● Your task: Could you give back the records exactly, taking out the pictures?

● Data in this exercise:
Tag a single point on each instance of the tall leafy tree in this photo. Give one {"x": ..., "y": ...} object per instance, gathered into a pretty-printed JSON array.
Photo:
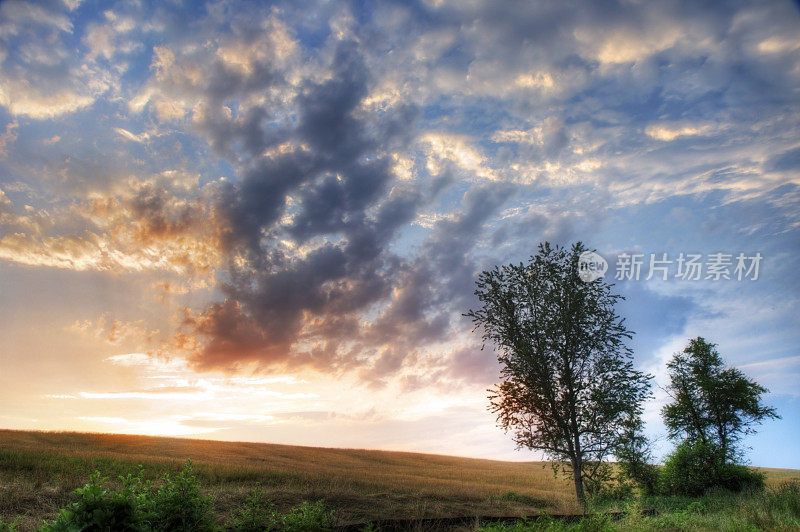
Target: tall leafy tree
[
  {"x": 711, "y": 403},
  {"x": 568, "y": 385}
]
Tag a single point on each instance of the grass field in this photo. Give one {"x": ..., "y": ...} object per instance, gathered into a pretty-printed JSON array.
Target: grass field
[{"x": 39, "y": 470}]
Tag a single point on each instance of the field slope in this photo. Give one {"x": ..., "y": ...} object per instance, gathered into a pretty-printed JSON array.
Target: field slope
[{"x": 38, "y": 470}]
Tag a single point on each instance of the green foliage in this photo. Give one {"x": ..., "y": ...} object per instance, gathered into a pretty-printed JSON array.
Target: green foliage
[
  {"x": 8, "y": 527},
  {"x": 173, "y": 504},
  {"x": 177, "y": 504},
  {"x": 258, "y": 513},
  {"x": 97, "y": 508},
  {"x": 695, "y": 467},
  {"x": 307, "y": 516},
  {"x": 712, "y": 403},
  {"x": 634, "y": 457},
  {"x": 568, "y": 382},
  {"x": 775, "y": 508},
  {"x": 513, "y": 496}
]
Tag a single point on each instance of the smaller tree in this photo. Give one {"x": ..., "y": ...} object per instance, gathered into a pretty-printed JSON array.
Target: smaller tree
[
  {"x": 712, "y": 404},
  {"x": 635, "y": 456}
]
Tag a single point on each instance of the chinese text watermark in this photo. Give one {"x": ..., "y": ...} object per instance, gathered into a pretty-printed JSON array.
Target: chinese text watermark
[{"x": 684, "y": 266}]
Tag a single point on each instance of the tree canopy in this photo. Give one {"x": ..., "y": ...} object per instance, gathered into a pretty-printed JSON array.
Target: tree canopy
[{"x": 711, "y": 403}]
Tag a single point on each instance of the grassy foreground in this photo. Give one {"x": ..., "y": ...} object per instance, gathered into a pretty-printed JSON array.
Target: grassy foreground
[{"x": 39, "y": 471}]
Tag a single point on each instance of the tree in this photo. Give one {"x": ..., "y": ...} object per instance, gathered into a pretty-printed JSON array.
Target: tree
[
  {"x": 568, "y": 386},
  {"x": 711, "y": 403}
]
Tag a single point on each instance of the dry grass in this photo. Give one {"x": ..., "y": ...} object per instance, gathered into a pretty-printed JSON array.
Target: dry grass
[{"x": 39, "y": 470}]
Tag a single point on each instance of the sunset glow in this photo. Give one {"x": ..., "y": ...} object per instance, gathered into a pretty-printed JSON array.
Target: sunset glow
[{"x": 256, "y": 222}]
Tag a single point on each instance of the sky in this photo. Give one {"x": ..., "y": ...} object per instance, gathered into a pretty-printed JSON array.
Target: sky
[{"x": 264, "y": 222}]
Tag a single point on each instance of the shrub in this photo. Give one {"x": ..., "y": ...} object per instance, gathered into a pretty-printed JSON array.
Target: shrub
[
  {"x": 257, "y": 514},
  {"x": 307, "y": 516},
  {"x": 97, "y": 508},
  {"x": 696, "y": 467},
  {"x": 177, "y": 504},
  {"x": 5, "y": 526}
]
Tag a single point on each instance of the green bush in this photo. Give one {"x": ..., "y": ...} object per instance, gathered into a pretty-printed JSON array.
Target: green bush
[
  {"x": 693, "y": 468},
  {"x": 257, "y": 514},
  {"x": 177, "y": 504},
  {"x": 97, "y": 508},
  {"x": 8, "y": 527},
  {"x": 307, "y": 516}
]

● Task response:
Tag a single point on each instance of the tall leafy tree in this photo. Give one {"x": ..., "y": ...} object per instance, gathered into a pretty-printed JSON array.
Photo:
Target: tall leafy tree
[
  {"x": 711, "y": 403},
  {"x": 568, "y": 385}
]
Tag a single point on each instance of the grass field in this photo. Give one {"x": ..., "y": ...} object per instance, gathered into a pretty-printed JSON array.
Target: grass field
[{"x": 39, "y": 470}]
Tag a single point on each instance of the field slope in this photo. Give one {"x": ..., "y": ...} object per instance, gathered into a pretty-printed JSON array.
Target: field slope
[{"x": 38, "y": 470}]
Tag a single point on each instance of the green foliage in this photo. Give one {"x": ..., "y": ...} object per instance, gathered into a pretty-printed JSON array.
Target: green foliage
[
  {"x": 8, "y": 527},
  {"x": 173, "y": 504},
  {"x": 177, "y": 504},
  {"x": 258, "y": 513},
  {"x": 97, "y": 508},
  {"x": 695, "y": 467},
  {"x": 307, "y": 516},
  {"x": 712, "y": 403},
  {"x": 634, "y": 457},
  {"x": 568, "y": 382},
  {"x": 775, "y": 508},
  {"x": 513, "y": 496}
]
Tag a single point on each instance of the smaller tree in this photo. Give one {"x": ..., "y": ...} object per instance, gathered into a pretty-printed JSON array.
Target: smaller tree
[
  {"x": 712, "y": 404},
  {"x": 635, "y": 456}
]
Tag a single point on each instance of the chinese text watermark in this photo. Give one {"x": ..., "y": ...} object per instance, gathered into a pretty-printed JSON array.
Target: chinese text watermark
[{"x": 684, "y": 266}]
Tag a single point on each instance of the tree canopy in this photo. Give one {"x": ..., "y": ...} object per instance, gathered into a pretty-printed JSON array.
Target: tree canopy
[{"x": 711, "y": 403}]
Tag a single point on each instance of the grassy foreground in this photo. Give one {"x": ..., "y": ...} object per instance, gathered into a pretty-printed JSON array.
Target: grassy foreground
[{"x": 39, "y": 471}]
Tag a single point on each instance of the tree in this photo. Give one {"x": ..., "y": ...} object per instance, gathered into a pretty-printed JSON array.
Target: tree
[
  {"x": 568, "y": 386},
  {"x": 711, "y": 403}
]
Tag a single point on each instance of the dry grass in this photo. Give one {"x": ..., "y": ...} object per instance, gathered into a pretty-printed JSON array.
Target: dry grass
[{"x": 39, "y": 470}]
Tag a single point on each instance of the sunset glow in this photo. Give one {"x": ..., "y": ...} object per instance, gathered into a pretty-printed JSON array.
Target: sunset glow
[{"x": 256, "y": 222}]
Tag a single point on each instance of the sky in this photo. Give one {"x": ..., "y": ...} object per instance, gathered into a pretty-printed JSON array.
Target: sky
[{"x": 264, "y": 222}]
Tag a single point on each instance of the shrub in this photo. Give one {"x": ..., "y": ...} object per instance, gathered into a pretty-printed JSON array.
Target: shrub
[
  {"x": 257, "y": 514},
  {"x": 307, "y": 516},
  {"x": 97, "y": 508},
  {"x": 696, "y": 467},
  {"x": 177, "y": 504},
  {"x": 5, "y": 526}
]
Tag a single point on each instance of the green bush in this photo. Give one {"x": ..., "y": ...} object per instance, gathered into a pretty-printed JSON array.
Target: green bush
[
  {"x": 693, "y": 468},
  {"x": 257, "y": 514},
  {"x": 177, "y": 504},
  {"x": 97, "y": 508},
  {"x": 8, "y": 527},
  {"x": 307, "y": 516}
]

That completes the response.